**Explore the material:**
1 – Decide whether each statement below agrees with the text on the personal fable. Answer yes or no for each, and quote the deciding words from the text.
(a) Late adolescence is considered to range from age 17 to about 23.
(b) The study covering sixth grade to college found a significant difference between age groups for the personal fable.
(c) The personal fable tends to decrease into middle and late adolescence more for males than for females.
2 – Please copy the text on the personal fable word for word, starting at "Middle adolescence is" and ending at "then late adolescence.".

**Extracted text:**
▶

Middle adolescence is generally considered to be around the age range of 14–16. Past research has demonstrated that personal fable peaks at about age 13 during early adolescence. It has also been speculated that the personal fable phenomenon ought to decline as one moves into middle and then late adolescence.

Late adolescence is considered to range from the age of 17 to about 23. Although Elkind (1967) speculated that the personal fable tends to decrease in late adolescence, there had been evidence of a possible re-emergence of the personal fable (or at least adolescent egocentrism) during late adolescence. It is hypothesized that this re-occurrence of adolescent egocentrism may act as a coping mechanism during the transition to new educational and social contexts (moving away to college, for example). Current research into the prevalence of the personal fable in late adolescence is not conclusive on this point. An additional study was done to analyze whether or not personal fable (and imaginary audience) decreased, increased, or remained stable across an age range from sixth grade to college. The results showed that there was no significant difference between age groups with regards to the personal fable phenomenon, although it did seem to decline slightly. Also, the results showed that the imaginary audience phenomenon seems to decrease as one ages, more so than personal fable. Furthermore, there was a study conducted to analyze the gender differences with regards to the chronicity (the pattern of the behavior across time) of the personal fable phenomenon across early, middle, and late adolescence. The results showed that the personal fable phenomenon, including invulnerability and uniqueness, tends to decrease as an individual moves into middle and late adolescence more so for females than for males.

◀

**Dataset content:**
▶

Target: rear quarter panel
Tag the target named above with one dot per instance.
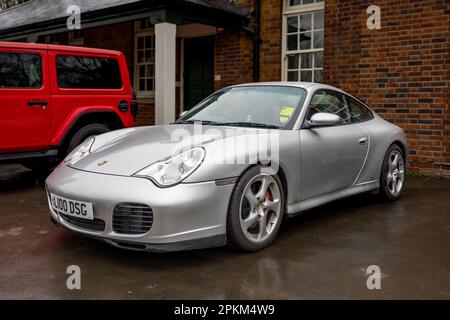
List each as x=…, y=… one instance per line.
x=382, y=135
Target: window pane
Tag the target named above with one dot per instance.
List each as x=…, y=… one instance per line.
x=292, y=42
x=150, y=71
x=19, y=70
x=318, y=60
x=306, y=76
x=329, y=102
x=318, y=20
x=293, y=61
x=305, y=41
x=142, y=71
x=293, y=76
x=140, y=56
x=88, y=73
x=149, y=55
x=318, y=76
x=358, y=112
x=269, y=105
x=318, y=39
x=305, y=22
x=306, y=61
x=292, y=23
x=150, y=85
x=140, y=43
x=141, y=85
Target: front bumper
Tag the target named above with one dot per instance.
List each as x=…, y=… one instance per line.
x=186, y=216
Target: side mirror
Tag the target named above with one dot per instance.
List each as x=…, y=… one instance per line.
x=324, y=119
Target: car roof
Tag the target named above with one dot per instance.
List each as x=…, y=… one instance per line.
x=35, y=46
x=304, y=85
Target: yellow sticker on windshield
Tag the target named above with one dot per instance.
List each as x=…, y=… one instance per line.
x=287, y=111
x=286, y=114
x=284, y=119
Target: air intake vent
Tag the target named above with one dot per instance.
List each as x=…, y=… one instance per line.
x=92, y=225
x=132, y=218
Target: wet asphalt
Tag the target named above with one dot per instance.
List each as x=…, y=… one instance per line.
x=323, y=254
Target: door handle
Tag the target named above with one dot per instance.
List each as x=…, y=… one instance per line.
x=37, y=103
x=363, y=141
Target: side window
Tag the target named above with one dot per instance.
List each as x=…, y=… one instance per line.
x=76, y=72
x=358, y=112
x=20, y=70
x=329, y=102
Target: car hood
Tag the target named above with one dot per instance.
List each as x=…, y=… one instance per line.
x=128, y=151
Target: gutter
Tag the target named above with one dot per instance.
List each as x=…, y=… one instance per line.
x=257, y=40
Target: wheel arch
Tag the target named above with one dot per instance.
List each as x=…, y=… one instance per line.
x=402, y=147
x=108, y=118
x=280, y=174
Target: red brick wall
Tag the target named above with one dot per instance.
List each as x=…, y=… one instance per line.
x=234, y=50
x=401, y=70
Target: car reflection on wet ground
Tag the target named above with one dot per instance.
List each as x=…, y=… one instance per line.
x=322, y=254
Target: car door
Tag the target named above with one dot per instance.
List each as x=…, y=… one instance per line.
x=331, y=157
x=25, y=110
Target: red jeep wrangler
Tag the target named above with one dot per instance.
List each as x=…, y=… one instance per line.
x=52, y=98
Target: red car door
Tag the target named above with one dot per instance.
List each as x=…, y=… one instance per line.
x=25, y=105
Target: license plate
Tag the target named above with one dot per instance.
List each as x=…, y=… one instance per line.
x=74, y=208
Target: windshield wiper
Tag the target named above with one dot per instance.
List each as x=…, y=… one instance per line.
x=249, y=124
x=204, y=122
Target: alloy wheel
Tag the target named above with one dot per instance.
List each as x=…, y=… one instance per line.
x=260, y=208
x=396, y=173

◀

**List of solutions:**
1 –
(a) Yes: "Late adolescence is considered to range from the age of 17 to about 23."
(b) No: "there was no significant difference between age groups with regards to the personal fable phenomenon"
(c) No: "tends to decrease as an individual moves into middle and late adolescence more so for females than for males."

2 –
Middle adolescence is generally considered to be around the age range of 14–16. Past research has demonstrated that personal fable peaks at about age 13 during early adolescence. It has also been speculated that the personal fable phenomenon ought to decline as one moves into middle and then late adolescence.